**Data to use**:
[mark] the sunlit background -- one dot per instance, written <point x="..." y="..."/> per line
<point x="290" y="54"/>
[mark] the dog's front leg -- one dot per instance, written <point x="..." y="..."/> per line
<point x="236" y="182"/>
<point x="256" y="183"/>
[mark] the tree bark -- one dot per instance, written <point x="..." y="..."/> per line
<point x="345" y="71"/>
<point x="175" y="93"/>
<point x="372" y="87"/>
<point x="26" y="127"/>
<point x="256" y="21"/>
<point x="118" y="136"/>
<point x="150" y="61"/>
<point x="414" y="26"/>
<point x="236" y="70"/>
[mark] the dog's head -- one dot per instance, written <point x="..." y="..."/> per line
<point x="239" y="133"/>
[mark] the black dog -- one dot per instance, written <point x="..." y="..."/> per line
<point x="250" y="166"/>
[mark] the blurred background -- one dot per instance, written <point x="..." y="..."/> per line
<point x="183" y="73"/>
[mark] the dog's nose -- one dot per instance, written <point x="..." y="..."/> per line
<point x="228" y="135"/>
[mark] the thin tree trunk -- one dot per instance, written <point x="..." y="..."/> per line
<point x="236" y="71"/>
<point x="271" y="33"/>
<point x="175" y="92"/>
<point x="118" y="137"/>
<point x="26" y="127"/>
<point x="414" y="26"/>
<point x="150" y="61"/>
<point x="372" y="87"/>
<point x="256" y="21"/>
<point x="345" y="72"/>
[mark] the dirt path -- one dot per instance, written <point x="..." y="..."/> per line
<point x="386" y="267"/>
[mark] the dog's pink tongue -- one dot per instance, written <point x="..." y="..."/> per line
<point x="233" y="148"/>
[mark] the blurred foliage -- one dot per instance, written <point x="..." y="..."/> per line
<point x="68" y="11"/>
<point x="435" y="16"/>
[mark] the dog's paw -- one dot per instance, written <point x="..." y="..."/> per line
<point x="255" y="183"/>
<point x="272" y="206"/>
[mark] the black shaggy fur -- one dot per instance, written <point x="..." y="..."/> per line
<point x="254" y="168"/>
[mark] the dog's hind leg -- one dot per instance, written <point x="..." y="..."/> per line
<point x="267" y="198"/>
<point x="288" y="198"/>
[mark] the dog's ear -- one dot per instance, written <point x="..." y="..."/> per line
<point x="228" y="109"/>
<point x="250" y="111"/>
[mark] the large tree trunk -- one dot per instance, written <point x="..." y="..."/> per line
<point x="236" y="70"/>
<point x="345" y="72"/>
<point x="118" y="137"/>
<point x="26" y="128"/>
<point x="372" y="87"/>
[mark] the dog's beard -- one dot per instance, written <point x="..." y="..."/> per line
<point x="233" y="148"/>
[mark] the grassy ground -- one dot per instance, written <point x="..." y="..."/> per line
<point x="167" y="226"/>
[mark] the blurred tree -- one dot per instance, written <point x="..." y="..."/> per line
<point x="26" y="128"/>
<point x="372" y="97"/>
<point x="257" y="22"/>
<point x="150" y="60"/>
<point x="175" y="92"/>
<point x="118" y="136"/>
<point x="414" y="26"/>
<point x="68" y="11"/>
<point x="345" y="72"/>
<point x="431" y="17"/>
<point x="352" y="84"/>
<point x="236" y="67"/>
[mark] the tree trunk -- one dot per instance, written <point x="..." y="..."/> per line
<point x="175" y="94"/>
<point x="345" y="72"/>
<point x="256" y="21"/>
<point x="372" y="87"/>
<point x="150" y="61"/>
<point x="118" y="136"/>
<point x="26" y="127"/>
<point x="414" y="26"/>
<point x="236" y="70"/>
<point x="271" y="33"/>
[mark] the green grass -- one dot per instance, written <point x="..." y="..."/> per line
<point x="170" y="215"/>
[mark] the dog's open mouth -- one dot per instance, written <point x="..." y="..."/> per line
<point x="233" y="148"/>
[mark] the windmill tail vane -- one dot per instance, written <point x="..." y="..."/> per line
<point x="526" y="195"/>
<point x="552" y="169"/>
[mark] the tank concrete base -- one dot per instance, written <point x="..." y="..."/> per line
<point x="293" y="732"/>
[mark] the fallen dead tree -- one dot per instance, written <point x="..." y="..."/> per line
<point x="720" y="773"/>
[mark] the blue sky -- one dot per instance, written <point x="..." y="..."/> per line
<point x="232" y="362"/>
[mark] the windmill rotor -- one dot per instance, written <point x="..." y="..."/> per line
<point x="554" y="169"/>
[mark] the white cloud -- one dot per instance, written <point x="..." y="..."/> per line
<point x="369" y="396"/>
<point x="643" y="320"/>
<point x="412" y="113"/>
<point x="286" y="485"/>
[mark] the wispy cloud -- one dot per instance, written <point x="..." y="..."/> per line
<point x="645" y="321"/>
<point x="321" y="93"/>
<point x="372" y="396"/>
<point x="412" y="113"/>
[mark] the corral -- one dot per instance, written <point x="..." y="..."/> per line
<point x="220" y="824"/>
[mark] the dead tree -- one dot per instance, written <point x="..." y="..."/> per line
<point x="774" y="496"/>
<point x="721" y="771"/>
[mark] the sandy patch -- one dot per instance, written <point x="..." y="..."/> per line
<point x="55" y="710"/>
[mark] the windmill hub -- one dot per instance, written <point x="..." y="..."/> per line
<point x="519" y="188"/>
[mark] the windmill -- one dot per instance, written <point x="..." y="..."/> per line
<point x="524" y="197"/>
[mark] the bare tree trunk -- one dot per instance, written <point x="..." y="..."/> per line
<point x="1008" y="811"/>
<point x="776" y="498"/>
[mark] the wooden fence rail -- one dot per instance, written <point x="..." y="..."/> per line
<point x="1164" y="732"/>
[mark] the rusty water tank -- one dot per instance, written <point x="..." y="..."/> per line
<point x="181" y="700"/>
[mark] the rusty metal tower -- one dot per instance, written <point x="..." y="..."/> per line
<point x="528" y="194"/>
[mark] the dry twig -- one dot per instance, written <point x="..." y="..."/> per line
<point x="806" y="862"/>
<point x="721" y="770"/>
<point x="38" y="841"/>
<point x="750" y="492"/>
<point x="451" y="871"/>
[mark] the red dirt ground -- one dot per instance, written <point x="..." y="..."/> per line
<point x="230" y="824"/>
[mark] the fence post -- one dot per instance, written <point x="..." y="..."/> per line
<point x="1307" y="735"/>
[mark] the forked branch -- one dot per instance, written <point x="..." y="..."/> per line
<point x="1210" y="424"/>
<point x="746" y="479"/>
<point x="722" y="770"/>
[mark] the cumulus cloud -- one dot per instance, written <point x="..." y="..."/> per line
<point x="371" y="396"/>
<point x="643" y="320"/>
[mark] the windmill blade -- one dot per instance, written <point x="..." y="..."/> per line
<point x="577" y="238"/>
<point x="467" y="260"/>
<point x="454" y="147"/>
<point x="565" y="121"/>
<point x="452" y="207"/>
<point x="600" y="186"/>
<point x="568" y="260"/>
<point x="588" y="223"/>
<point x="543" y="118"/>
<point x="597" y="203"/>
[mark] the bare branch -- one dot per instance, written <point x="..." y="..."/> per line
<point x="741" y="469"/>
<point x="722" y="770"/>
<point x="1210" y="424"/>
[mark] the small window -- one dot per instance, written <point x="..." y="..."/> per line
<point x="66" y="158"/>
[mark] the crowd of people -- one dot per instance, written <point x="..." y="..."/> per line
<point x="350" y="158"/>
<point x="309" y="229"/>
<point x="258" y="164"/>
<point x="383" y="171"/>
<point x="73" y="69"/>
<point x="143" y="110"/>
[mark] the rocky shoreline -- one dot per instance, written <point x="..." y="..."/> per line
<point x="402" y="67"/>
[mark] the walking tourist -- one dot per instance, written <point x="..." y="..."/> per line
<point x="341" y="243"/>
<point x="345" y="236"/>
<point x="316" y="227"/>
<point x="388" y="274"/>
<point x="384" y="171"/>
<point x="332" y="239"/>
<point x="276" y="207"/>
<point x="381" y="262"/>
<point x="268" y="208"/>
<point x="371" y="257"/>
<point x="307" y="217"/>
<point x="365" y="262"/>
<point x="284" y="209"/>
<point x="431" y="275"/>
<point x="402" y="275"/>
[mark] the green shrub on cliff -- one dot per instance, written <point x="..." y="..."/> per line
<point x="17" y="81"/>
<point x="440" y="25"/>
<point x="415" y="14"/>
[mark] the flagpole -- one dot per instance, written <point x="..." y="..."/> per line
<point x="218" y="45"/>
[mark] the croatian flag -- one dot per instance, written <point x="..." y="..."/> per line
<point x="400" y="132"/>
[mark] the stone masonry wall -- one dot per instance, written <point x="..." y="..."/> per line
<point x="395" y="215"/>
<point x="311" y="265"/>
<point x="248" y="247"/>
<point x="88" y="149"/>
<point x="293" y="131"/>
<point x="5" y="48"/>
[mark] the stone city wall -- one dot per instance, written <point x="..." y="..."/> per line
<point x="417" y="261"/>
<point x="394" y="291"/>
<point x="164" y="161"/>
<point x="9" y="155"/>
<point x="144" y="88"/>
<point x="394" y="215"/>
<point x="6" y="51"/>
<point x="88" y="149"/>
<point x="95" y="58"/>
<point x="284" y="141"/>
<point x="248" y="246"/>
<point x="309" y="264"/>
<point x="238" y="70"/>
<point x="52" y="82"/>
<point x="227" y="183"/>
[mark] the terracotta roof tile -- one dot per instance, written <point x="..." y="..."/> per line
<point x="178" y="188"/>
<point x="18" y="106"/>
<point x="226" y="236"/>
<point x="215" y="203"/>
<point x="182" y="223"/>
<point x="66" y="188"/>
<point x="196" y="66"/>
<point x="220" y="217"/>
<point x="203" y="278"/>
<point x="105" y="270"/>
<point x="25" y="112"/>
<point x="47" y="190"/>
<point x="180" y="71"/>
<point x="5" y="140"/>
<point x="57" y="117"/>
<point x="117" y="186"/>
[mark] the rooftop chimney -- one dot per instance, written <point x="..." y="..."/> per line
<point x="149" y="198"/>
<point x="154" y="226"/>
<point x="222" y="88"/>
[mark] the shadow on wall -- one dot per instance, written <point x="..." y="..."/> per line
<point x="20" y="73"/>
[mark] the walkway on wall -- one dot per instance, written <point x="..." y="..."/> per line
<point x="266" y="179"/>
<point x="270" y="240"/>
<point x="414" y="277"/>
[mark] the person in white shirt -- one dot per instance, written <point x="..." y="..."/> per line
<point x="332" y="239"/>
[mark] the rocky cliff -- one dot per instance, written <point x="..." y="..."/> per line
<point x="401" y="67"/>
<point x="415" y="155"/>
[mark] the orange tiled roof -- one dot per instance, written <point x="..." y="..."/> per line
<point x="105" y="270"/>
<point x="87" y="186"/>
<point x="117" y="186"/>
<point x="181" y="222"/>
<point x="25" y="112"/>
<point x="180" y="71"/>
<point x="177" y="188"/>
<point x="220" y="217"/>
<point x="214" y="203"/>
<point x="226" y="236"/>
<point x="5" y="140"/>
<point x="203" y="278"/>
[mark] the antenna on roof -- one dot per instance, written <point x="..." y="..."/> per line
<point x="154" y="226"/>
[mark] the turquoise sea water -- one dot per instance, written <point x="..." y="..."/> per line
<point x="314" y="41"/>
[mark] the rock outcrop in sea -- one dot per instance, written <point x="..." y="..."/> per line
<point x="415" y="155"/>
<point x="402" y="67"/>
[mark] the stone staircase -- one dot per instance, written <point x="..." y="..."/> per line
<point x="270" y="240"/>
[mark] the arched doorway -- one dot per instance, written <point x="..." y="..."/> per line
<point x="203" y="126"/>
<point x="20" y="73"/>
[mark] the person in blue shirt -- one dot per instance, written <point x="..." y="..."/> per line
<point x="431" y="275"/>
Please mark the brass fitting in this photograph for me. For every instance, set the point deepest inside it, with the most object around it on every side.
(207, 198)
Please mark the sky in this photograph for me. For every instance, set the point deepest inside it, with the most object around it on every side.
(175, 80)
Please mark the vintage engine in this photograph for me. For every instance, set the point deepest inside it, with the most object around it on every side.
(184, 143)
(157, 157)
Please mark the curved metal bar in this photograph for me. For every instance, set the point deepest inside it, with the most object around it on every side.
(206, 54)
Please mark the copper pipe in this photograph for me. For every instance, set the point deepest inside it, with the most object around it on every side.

**The problem**: Everything from the line containing "Please mark the vintage" through the last line of the listing must be reproduced exactly, and no other line.

**Solution below**:
Please mark the vintage engine in this photograph for me. For every instance, set the point deepest inside it, with the most object around it on every side.
(184, 143)
(157, 157)
Please mark the curved metal bar in this photograph for me. For every instance, set the point deepest inside it, with the most object around it on every side.
(206, 54)
Please mark the copper pipe in this photograph for me. For every instance, set the point deepest inside it, with the most object around it on every side.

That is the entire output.